**ABOUT THIS EXERCISE:**
These records need to be repeated exactly, every one of them.
# # # #
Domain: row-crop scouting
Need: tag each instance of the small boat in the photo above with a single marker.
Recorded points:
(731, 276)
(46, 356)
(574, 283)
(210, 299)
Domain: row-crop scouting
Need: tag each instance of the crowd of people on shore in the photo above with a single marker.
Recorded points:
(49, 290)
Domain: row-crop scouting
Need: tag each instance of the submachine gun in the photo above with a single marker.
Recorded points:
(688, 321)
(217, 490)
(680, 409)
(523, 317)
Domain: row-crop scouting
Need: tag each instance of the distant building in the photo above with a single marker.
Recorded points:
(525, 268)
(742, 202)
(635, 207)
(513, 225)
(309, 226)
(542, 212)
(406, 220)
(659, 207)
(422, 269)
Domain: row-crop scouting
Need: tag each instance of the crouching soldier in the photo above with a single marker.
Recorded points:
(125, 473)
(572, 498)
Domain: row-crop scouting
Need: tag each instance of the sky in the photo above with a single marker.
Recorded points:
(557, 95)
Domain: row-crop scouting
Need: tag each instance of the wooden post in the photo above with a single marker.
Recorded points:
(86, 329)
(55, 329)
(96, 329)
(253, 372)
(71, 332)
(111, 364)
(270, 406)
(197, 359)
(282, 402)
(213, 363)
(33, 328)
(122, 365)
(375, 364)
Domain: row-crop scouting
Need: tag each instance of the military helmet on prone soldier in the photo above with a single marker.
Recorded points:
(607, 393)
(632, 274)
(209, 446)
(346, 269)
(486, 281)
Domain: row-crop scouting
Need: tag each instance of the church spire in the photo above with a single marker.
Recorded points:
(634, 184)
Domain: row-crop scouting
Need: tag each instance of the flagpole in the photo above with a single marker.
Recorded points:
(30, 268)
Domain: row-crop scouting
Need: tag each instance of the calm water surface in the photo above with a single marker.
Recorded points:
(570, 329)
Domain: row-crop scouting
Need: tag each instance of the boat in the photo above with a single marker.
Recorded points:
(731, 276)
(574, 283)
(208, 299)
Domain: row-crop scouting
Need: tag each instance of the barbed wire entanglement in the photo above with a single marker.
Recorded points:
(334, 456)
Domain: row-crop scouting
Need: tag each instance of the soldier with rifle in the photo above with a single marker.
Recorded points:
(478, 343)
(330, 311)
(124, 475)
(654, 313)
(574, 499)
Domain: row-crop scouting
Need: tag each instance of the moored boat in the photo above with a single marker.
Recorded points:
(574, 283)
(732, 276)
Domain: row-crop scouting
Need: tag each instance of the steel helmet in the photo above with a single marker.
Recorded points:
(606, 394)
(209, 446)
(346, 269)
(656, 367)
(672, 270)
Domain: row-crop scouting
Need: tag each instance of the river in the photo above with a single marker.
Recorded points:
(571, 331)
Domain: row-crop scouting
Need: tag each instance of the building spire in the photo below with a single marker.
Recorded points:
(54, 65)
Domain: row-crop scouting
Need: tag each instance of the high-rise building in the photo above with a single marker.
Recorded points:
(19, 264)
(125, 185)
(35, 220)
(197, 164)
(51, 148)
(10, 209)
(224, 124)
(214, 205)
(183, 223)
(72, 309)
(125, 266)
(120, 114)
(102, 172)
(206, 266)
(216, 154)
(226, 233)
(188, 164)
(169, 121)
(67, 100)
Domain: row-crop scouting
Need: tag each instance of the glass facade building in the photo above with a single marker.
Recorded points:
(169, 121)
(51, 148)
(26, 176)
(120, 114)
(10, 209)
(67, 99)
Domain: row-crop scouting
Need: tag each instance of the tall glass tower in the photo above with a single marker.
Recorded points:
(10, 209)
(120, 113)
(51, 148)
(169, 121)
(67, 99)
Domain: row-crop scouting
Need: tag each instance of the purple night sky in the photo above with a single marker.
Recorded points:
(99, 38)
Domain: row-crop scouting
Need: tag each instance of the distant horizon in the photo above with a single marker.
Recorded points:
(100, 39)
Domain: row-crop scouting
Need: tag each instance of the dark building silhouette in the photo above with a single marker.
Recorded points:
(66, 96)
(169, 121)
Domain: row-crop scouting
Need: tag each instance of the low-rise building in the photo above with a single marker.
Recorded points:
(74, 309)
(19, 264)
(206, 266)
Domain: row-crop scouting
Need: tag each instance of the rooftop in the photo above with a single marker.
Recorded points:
# # # #
**TASK OUTPUT:**
Domain: row-crop scouting
Need: tag each instance of the small boat in the photo above with a single marker.
Recorded points:
(731, 276)
(46, 356)
(574, 283)
(210, 299)
Domain: row-crop scouting
Need: tag each instance of the crowd of people on shore in the photo above with a single marker.
Recorded points:
(49, 290)
Domain: row-crop scouting
Need: tag each instance of the submachine gun in the photo above with a single marker.
Recorded points:
(688, 321)
(217, 490)
(680, 409)
(523, 317)
Domain: row-crop scouting
Need: tag each instance of the distant building in the photo above with a single marker.
Recorded points:
(525, 268)
(742, 202)
(635, 207)
(513, 225)
(309, 226)
(542, 212)
(406, 220)
(659, 207)
(422, 269)
Domain: row-crop scouting
Need: tag each instance of the crouching soldier in the photo above with a single marker.
Recorded points:
(125, 473)
(572, 498)
Domain: row-crop scouting
Need: tag each instance of the sky in the photo above with a single marker.
Recorded points:
(557, 95)
Domain: row-crop scouting
Need: tag each instance of the wooden post in the photo above with a single marker.
Recorded points:
(86, 329)
(55, 329)
(96, 329)
(253, 372)
(71, 332)
(111, 364)
(270, 406)
(197, 359)
(282, 402)
(213, 363)
(33, 328)
(122, 365)
(375, 364)
Domain: row-crop scouting
Need: tag each instance of the military helmet on prone soldier in the photo above with a single marker.
Recorded points:
(607, 393)
(632, 274)
(209, 446)
(346, 269)
(486, 281)
Domain: row-crop scouting
Need: tag each instance of the church spire in the photo above with a single marker.
Recorded points:
(634, 184)
Domain: row-crop scouting
Need: tag each instance of the flagpole in the photo above with a single marker.
Recorded points:
(30, 268)
Domain: row-crop scouting
Need: tag each instance of the calm water surface in the photo above with a single marker.
Recorded points:
(570, 329)
Domain: row-crop scouting
Need: tag each instance of the boat in the photo above with a single marker.
Recorded points:
(731, 276)
(574, 283)
(208, 299)
Domain: row-crop scouting
Need: tag each instance of the barbed wire entanglement in the photo above with a single marker.
Recorded points:
(334, 456)
Domain: row-crop scouting
Need: tag each instance of the soldier with rifle in the photo above with a single marker.
Recorded points:
(478, 343)
(330, 311)
(124, 475)
(654, 313)
(574, 499)
Domain: row-crop scouting
Need: tag each instance of the moored boat in the photo above with a single marker.
Recorded points:
(574, 283)
(732, 276)
Domain: row-crop scouting
Need: tag each instance of the steel helmet in the photo above with a single marker.
Recorded points:
(606, 394)
(209, 446)
(346, 269)
(656, 367)
(672, 270)
Domain: row-crop scouting
Need: tag each instance of the river in the photo above with a single marker.
Recorded points:
(571, 331)
Domain: row-crop scouting
Need: tag each instance of the building spire in the photo below with a single marker.
Recorded points:
(54, 65)
Domain: row-crop scouting
Need: tag each instance of the high-rise building in the photo above with a single marker.
Recorded points:
(19, 264)
(125, 185)
(35, 220)
(197, 164)
(51, 148)
(10, 209)
(224, 124)
(214, 205)
(183, 223)
(72, 309)
(125, 266)
(120, 114)
(102, 172)
(206, 266)
(216, 154)
(226, 233)
(188, 164)
(169, 121)
(67, 100)
Domain: row-crop scouting
Need: tag each instance of the glass facade building in the photo above with a single marker.
Recorded points:
(169, 121)
(51, 148)
(26, 176)
(120, 114)
(10, 209)
(67, 99)
Domain: row-crop scouting
Need: tag each instance of the tall glass tower in the photo above with a single marker.
Recorded points:
(10, 209)
(120, 113)
(51, 148)
(169, 121)
(67, 99)
Domain: row-crop scouting
Need: tag each instance of the purple night sky in the photo above with a single marker.
Recorded points:
(99, 38)
Domain: row-crop scouting
Need: tag each instance of the distant horizon in the photo above with a single marker.
Recorded points:
(100, 39)
Domain: row-crop scouting
Need: tag each instance of the dark building silhouette in the photo above with a single marker.
Recorded points:
(66, 96)
(169, 121)
Domain: row-crop scouting
Need: tag each instance of the low-rise building in the photo above with a single marker.
Recorded points:
(74, 309)
(19, 264)
(206, 266)
Domain: row-crop scouting
Need: tag each instance of the rooftop in the photo above with a single marker.
Recorded points:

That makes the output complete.